**What this exercise asks:**
• A. List every newspaper that the piece on Scottish journalism below names as one of the allegedly "quality" broadsheets.
• B. From the piece on Scottish journalism below, reproduce word for word the part that opens with the words containing "It is hard to" and closes with "the real thing.".
Start of Page excerpt
There is a journalist at BBC Scotland whom I always listen to with the pleasure that accompanies true respect. He is Ali Abassi, Radio Scotland’s long-serving travel reporter. If Abassi tells me the east-bound M8 is busy, I take the train to Edinburgh. He is invariably right. When the travel report is over, I switch back to the Today programme. Good Morning Scotland cannot compete for news, views and analysis. It doesn’t try. It has none of the resources required to provide incisive coverage of politics, diplomacy or finance. There are no reporters with the creative touch of Today‘s Mark Coles and no interrogators with the forensic skills of John Humphrys or Jim Naughtie. Abassi is about the best BBC Scotland has to offer.
It is hard to have mature national politics without a forum for public debate, and Scotland enters the second year of devolved administration with a conspicuous absence of both. Despite the repeated boasts of BBC Scotland’s controller, John McCormick, the soi-disant “national broadcaster” is an under-resourced outpost of BBC regional broadcasting. Indeed, as political power has been repatriated to Edinburgh, editorial power has travelled in the opposite direction. The unambitious plan for a Scottish Six O’Clock News on BBC1 has quietly slipped off the agenda. Newsnight Scotland is a triumph over adversity. But doing more with less than most commentators expected for 15 minutes each evening, at a time when sensible folk are asleep, is no substitute for the real thing.
Scotland has a parliament, but no Today programme, World at One, Guardian, Telegraph, Channel 4 News or World Tonight. Over-resourced politicians are confronted by impoverished journalism, and the public is the loser. To the retort that Scotland has more newspapers per head of population than any other small democracy, there is a simple response. None of them (except Trinity Mirror’s popular but execrable Daily Record, now so clearly in crisis that its controversial editor, Martin Clarke, was “summarily resigned” last week) is remotely national. Four allegedly “quality” broadsheets, the Press and Journal, Courier, Herald and Scotsman, sell a combined total of 380,000 copies a day. Each peddles the vast bulk in a tightly restricted geographical area. This is not a national press, but a collection of city-state newspapers, each duplicating the efforts of all the others at obvious cost to quality.
The best Scottish journalists do what is natural: they move to London. Every time McCormick crows about the editorial talent nurtured in Scotland, less self- interested minds point out that Kirsty Wark, Alan Little, Jim Naughtie, Gavin Esler, Sheena McDonald and so on rarely operate north of Islington.
End of Page excerpt
Start of Provided records
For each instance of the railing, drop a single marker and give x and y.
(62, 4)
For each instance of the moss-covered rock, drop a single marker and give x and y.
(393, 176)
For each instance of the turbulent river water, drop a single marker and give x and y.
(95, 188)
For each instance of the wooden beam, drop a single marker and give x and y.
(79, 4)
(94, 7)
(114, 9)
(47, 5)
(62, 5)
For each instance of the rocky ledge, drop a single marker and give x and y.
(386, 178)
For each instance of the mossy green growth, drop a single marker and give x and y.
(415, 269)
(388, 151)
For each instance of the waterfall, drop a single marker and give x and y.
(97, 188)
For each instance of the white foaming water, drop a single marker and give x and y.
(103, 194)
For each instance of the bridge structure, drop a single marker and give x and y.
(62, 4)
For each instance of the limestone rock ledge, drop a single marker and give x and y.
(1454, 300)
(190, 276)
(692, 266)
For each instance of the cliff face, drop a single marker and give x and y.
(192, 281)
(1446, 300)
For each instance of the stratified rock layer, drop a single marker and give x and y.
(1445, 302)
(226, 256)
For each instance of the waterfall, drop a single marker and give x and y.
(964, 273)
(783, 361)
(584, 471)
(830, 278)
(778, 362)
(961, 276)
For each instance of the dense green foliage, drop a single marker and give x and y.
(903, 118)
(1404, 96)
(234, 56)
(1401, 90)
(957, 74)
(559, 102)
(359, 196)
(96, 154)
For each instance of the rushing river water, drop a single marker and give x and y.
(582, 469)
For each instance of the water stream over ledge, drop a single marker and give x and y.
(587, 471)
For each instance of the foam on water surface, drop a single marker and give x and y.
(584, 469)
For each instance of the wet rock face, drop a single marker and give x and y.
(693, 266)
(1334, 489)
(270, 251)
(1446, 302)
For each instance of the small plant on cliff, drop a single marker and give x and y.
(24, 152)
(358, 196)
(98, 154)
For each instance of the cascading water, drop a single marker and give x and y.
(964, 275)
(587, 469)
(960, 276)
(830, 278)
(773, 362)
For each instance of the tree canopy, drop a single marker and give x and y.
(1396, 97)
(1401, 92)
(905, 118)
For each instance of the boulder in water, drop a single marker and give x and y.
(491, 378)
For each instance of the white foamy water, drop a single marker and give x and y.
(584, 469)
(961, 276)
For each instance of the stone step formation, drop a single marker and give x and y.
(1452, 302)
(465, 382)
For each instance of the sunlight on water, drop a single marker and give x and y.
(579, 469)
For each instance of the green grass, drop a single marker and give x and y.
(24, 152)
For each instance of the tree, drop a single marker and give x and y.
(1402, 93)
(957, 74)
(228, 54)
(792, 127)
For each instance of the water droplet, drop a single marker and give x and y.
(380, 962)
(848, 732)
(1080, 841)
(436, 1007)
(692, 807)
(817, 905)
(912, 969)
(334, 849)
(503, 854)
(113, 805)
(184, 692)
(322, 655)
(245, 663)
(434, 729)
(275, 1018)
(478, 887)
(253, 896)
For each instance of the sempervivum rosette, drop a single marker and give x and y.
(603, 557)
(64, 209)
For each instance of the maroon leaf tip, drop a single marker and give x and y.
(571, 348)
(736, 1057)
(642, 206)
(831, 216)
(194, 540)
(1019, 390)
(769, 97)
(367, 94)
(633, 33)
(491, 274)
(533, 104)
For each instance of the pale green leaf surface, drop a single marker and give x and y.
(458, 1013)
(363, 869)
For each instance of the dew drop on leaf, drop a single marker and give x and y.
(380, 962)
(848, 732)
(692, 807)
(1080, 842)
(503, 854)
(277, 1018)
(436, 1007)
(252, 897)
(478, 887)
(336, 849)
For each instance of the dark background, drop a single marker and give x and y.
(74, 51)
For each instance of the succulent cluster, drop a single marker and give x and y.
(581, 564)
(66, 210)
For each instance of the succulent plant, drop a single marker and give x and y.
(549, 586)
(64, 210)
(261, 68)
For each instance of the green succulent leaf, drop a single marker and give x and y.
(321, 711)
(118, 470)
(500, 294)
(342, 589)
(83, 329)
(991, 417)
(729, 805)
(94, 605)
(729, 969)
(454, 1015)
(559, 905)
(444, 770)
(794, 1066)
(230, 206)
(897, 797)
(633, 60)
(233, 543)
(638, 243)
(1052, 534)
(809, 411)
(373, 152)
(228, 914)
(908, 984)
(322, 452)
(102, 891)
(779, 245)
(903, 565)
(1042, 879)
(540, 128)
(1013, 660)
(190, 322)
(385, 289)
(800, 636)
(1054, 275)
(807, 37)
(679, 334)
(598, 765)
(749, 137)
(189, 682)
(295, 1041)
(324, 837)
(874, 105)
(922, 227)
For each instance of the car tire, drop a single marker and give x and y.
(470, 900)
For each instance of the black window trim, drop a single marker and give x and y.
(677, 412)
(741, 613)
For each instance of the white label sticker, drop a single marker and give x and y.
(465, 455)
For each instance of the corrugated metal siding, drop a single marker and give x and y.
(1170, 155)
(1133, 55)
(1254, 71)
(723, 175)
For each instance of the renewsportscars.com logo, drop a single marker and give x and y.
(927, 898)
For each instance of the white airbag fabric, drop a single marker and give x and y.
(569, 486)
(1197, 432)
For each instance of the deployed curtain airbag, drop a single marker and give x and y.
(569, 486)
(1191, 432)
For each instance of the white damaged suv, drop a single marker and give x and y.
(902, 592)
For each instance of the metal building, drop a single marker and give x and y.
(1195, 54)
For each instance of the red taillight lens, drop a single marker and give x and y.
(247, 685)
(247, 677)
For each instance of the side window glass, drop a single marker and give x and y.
End of Provided records
**Solutions to the exercise:**
• A.
- Press and Journal
- Courier
- Herald
- Scotsman

• B.
It is hard to have mature national politics without a forum for public debate, and Scotland enters the second year of devolved administration with a conspicuous absence of both. Despite the repeated boasts of BBC Scotland’s controller, John McCormick, the soi-disant “national broadcaster” is an under-resourced outpost of BBC regional broadcasting. Indeed, as political power has been repatriated to Edinburgh, editorial power has travelled in the opposite direction. The unambitious plan for a Scottish Six O’Clock News on BBC1 has quietly slipped off the agenda. Newsnight Scotland is a triumph over adversity. But doing more with less than most commentators expected for 15 minutes each evening, at a time when sensible folk are asleep, is no substitute for the real thing.